(Requirement)
A bare count is the expected answer, namely the number of lines in the records that have the word "below".

(Information shown)
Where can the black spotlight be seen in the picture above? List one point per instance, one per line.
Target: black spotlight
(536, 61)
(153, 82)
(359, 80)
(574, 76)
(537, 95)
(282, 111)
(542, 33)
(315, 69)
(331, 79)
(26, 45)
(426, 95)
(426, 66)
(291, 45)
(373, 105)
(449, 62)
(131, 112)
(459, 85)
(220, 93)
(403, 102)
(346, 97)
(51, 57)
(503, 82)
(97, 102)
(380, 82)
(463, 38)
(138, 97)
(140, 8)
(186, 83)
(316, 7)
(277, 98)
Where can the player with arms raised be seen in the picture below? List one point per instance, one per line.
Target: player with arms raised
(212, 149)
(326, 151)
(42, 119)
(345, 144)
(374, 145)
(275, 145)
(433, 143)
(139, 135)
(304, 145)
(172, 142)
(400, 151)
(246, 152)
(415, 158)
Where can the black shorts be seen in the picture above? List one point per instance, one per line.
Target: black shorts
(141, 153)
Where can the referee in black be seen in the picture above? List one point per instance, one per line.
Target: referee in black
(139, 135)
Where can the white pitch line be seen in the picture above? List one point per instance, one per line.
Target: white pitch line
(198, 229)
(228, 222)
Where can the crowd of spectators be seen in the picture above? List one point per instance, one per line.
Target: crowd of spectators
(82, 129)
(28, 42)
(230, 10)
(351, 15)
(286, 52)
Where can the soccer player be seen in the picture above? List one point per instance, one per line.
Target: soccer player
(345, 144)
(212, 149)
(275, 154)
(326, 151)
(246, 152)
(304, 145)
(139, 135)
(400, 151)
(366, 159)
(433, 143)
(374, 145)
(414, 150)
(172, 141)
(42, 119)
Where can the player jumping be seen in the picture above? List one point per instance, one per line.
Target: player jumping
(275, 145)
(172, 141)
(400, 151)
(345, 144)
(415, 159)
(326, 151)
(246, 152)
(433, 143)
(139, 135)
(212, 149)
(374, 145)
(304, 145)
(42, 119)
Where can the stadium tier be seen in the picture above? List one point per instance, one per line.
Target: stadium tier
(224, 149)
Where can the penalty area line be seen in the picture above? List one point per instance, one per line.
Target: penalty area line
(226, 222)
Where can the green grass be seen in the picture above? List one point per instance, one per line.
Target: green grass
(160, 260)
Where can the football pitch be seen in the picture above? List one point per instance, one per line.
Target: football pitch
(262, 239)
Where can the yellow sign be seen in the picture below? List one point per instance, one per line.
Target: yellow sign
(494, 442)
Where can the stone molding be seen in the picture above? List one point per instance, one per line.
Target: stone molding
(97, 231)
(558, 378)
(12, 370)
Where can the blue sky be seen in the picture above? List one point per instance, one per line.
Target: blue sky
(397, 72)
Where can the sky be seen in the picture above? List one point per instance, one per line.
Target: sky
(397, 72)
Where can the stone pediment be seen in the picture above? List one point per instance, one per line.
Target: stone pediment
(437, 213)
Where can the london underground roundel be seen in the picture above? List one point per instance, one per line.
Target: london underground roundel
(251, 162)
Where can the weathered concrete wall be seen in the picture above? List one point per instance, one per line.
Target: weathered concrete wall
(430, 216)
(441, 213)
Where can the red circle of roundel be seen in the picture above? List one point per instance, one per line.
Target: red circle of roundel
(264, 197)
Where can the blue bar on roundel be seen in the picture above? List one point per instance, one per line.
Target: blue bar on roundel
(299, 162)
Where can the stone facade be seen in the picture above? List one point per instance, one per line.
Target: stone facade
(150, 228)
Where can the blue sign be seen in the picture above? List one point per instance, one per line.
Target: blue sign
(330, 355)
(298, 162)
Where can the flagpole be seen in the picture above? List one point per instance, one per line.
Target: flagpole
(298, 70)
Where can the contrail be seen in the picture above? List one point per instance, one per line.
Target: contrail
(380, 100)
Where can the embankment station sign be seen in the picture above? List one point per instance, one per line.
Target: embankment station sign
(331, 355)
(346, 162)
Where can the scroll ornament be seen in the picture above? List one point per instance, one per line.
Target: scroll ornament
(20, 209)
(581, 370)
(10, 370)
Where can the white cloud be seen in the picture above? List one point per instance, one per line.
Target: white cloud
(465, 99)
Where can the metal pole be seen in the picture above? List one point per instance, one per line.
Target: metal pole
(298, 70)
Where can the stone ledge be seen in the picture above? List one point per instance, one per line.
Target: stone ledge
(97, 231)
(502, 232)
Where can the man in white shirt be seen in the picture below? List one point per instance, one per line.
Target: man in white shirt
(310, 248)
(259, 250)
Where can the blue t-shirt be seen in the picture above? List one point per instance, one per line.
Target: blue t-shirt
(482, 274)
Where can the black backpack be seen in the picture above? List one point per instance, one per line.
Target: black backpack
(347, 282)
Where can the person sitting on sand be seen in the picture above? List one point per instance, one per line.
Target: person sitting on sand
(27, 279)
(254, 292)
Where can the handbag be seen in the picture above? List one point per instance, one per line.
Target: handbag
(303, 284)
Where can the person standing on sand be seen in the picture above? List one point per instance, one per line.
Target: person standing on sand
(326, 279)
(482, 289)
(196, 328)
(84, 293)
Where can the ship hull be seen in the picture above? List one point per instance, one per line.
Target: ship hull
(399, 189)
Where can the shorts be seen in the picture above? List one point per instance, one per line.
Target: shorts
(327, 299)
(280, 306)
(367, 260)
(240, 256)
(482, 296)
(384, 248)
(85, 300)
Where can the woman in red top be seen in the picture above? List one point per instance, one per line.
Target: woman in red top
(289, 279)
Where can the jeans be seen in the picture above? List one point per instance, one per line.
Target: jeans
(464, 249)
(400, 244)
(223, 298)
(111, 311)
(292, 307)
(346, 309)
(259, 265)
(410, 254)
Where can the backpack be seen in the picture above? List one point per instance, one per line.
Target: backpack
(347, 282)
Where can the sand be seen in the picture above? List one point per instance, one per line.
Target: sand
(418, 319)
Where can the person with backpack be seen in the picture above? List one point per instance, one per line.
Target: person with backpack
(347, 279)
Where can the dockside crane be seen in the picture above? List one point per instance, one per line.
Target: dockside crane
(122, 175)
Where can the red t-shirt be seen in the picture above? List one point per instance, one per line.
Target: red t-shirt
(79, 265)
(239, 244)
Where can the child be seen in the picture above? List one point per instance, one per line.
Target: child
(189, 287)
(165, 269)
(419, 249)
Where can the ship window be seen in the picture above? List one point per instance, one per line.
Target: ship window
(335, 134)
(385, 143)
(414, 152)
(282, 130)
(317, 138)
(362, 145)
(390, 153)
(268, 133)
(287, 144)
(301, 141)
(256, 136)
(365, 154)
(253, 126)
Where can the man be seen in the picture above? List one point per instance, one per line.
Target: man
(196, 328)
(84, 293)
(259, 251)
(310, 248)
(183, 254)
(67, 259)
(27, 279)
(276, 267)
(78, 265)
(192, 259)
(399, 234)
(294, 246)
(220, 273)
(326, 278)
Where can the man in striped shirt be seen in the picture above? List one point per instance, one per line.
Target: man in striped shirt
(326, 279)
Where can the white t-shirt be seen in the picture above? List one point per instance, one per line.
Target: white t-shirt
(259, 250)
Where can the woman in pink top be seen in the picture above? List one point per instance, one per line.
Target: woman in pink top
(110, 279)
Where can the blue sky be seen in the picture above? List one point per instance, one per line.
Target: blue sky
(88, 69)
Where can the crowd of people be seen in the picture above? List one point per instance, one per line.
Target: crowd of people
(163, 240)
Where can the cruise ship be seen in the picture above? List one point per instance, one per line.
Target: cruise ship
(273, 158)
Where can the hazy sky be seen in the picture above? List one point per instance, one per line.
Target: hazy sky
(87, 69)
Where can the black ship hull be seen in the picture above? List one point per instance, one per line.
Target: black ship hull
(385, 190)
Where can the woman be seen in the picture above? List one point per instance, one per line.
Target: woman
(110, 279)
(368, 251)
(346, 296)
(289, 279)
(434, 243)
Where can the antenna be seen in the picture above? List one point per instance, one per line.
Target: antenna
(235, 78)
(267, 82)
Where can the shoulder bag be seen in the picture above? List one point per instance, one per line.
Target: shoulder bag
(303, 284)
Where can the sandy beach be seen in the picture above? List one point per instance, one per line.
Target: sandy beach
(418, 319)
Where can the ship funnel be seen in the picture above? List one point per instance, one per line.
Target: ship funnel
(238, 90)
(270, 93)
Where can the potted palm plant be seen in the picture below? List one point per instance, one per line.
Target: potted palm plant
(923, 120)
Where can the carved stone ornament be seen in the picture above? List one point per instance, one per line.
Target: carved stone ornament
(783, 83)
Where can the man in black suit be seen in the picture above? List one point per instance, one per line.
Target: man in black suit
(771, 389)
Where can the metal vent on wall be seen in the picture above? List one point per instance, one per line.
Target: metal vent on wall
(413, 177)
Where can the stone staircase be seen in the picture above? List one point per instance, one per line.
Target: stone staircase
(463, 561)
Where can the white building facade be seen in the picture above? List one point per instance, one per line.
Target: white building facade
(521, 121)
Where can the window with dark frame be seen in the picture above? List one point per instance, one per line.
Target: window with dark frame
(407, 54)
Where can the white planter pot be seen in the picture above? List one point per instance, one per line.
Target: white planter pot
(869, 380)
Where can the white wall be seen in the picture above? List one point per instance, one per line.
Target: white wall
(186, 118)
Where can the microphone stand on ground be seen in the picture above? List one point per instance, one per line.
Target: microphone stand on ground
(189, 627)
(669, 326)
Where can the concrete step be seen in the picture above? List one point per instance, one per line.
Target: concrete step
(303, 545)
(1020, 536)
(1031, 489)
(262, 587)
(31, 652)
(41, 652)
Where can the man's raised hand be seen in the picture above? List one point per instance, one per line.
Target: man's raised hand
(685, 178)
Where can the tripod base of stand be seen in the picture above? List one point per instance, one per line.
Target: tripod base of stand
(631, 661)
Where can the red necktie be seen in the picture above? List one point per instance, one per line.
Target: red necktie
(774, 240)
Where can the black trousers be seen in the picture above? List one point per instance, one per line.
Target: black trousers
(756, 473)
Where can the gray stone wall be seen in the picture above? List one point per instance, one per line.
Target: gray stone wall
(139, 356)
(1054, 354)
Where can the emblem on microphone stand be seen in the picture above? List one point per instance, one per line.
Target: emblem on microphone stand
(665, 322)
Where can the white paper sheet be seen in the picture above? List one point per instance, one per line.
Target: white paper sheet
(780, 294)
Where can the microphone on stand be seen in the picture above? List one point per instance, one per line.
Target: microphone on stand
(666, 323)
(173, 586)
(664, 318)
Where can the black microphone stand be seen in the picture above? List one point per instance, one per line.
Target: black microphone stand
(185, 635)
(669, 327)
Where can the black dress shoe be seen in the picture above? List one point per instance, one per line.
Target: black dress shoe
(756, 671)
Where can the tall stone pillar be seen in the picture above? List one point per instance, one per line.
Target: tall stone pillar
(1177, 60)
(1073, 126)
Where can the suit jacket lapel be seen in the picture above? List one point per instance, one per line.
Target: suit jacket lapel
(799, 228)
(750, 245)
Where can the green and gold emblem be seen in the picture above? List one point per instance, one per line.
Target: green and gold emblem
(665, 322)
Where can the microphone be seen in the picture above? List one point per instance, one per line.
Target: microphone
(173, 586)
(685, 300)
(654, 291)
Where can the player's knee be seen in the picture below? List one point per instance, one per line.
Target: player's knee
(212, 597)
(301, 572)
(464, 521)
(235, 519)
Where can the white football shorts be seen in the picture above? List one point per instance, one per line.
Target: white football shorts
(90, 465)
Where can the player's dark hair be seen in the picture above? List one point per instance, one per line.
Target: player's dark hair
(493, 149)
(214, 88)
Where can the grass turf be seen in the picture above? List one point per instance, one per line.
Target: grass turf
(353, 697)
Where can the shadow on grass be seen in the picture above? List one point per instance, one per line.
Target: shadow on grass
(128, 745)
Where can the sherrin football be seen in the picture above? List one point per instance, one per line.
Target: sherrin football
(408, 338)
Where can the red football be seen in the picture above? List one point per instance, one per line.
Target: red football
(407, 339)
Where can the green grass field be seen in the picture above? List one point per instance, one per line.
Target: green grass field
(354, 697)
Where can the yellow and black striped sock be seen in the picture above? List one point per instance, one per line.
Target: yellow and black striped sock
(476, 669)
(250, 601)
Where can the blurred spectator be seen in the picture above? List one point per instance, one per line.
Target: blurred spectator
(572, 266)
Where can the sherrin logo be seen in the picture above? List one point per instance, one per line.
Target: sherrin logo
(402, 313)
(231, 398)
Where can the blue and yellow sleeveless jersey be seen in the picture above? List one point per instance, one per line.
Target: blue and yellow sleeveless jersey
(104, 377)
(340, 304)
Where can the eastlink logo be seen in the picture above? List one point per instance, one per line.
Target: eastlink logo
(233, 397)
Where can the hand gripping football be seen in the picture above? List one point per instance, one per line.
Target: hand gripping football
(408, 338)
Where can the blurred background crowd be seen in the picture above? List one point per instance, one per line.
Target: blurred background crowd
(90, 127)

(Answer box)
5